** What this task involves **
Take the line that contains "In the photo above, where can the red banner" and each line after it in the material below, and transcribe them exactly, stopping at the end.

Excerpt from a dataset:
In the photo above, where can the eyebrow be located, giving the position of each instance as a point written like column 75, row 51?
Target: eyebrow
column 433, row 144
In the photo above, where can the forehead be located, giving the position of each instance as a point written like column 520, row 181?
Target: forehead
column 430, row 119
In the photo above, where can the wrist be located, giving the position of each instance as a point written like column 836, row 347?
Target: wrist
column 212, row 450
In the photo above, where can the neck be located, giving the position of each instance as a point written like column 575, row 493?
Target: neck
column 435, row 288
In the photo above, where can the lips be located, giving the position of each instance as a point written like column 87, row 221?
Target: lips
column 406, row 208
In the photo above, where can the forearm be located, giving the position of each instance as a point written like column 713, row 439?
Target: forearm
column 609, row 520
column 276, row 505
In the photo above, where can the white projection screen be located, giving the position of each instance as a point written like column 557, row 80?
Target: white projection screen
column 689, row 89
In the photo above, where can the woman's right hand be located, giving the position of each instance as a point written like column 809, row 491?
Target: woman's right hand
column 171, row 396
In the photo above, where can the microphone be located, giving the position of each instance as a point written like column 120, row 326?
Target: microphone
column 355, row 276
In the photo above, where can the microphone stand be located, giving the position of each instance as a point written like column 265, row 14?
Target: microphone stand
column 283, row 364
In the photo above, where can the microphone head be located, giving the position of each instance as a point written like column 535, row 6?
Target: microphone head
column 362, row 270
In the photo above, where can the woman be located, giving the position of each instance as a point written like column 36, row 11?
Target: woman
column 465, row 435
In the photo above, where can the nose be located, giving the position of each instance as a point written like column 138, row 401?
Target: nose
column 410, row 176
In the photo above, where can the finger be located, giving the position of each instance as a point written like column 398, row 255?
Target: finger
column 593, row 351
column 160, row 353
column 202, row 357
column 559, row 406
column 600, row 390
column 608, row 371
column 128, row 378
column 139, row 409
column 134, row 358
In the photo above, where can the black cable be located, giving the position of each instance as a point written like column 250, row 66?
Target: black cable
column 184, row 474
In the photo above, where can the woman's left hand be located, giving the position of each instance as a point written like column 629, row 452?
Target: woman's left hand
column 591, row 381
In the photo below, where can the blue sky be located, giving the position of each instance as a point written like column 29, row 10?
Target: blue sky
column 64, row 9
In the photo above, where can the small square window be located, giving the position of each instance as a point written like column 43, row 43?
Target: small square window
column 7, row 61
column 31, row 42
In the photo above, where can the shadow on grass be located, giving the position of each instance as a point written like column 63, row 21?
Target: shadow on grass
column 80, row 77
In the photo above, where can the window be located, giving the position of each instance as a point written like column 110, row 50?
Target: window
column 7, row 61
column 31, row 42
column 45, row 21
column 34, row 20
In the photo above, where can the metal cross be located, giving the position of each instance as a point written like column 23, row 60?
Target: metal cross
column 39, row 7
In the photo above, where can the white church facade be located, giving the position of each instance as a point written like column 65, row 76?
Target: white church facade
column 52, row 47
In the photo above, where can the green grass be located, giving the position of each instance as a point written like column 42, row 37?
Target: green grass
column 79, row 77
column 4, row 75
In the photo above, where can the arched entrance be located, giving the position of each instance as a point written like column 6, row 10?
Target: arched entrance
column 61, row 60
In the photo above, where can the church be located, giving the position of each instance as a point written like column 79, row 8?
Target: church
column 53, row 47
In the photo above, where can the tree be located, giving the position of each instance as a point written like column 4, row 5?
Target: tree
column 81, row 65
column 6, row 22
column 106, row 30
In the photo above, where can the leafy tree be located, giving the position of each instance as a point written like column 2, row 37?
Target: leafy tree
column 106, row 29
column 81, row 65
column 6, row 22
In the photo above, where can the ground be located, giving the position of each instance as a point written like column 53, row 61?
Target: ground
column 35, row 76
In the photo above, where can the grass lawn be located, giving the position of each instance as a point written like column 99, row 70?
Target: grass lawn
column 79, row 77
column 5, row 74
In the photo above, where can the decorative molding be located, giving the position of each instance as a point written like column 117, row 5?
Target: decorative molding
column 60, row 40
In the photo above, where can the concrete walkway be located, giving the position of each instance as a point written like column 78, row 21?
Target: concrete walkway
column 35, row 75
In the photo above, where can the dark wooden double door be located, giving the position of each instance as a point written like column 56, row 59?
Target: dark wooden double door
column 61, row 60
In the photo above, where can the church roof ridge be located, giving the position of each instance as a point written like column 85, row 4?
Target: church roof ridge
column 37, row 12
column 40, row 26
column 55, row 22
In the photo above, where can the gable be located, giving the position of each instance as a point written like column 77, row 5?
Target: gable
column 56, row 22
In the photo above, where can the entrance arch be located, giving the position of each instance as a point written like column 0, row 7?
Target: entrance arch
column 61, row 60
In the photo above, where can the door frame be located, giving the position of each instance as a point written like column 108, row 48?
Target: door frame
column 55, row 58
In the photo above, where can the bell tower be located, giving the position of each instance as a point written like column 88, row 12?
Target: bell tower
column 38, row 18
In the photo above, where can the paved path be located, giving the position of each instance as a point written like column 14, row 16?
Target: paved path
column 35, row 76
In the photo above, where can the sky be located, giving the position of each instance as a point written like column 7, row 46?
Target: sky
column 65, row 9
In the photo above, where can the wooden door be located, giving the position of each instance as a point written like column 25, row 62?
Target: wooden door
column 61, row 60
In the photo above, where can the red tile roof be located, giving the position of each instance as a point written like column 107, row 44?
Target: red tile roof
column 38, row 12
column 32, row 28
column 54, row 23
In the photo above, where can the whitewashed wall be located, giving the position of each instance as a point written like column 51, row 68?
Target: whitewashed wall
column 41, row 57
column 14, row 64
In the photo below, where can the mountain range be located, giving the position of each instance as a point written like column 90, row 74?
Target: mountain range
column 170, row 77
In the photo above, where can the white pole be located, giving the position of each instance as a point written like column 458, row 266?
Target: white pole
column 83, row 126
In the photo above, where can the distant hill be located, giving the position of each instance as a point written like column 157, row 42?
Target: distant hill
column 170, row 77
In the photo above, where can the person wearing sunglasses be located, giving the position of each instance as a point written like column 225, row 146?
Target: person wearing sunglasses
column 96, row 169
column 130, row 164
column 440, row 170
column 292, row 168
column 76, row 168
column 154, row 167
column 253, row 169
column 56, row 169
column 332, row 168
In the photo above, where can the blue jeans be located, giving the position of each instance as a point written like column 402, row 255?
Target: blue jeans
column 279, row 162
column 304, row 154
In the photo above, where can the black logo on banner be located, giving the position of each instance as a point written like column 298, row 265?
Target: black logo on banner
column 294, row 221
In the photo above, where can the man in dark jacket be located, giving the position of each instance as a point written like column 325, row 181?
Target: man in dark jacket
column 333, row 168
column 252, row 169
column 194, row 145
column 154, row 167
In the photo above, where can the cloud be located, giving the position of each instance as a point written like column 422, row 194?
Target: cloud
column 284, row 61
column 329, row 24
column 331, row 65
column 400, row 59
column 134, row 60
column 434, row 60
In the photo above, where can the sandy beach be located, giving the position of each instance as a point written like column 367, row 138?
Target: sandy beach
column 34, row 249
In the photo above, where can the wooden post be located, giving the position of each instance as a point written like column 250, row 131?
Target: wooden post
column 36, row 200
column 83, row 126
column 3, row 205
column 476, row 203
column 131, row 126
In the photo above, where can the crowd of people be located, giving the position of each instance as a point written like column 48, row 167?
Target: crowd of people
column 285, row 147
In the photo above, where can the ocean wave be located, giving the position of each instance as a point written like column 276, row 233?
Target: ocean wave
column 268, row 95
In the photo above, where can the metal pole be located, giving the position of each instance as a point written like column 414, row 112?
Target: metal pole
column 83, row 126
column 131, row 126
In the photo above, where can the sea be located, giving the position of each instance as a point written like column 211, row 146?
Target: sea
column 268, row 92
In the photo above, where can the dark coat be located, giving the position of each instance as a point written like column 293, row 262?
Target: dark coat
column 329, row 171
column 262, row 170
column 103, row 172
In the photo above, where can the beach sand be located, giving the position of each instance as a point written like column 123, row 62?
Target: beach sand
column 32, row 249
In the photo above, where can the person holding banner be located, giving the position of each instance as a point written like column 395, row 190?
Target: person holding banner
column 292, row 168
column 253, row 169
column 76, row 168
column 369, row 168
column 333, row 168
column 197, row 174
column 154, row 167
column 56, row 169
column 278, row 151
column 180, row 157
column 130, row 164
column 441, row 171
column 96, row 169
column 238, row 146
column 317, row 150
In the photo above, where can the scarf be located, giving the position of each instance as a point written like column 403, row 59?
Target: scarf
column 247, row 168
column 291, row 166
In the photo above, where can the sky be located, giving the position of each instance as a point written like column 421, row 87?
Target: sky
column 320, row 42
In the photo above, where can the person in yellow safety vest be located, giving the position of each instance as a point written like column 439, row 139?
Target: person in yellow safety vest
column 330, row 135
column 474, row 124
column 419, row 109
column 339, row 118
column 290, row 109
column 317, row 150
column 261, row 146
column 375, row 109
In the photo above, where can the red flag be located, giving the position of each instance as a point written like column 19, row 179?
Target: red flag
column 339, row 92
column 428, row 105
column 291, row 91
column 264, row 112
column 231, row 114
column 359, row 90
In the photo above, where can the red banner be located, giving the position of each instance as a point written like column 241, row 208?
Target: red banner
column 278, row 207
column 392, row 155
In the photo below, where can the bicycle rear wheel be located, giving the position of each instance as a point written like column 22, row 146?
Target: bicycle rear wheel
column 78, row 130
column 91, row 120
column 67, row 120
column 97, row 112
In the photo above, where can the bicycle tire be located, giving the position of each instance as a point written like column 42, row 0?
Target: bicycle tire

** Solved problem **
In the photo above, where can the red banner be located, giving the position of each instance as a point written like column 241, row 208?
Target: red banner
column 278, row 207
column 392, row 155
In the photo below, where can the bicycle rear wheel be located, giving the position of each instance as a point written like column 22, row 146?
Target: bicycle rear wheel
column 78, row 130
column 91, row 120
column 67, row 120
column 97, row 112
In the photo above, where can the bicycle tire be located, giving the position of each instance as a point written like column 42, row 0?
Target: bicycle tire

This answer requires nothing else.